Reproduce the records below word for word, from their first line through the line containing "point(114, 115)", with both of those lines included.

-- BEGIN MATERIAL PROVIDED --

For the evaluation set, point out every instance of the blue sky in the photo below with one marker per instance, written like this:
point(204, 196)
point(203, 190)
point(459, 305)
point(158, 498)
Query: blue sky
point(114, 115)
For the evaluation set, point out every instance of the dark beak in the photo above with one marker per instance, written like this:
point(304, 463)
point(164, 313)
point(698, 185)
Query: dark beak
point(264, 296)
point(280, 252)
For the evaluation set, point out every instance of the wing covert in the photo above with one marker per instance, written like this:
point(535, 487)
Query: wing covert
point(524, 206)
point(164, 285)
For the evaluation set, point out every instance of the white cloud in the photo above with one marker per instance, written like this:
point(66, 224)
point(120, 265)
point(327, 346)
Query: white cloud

-- END MATERIAL PROVIDED --

#### FINISHED TASK
For the evaluation set, point out every instance of the blue sky in the photo below with one marker per instance, written like this:
point(204, 196)
point(203, 190)
point(459, 305)
point(158, 498)
Query: blue sky
point(114, 115)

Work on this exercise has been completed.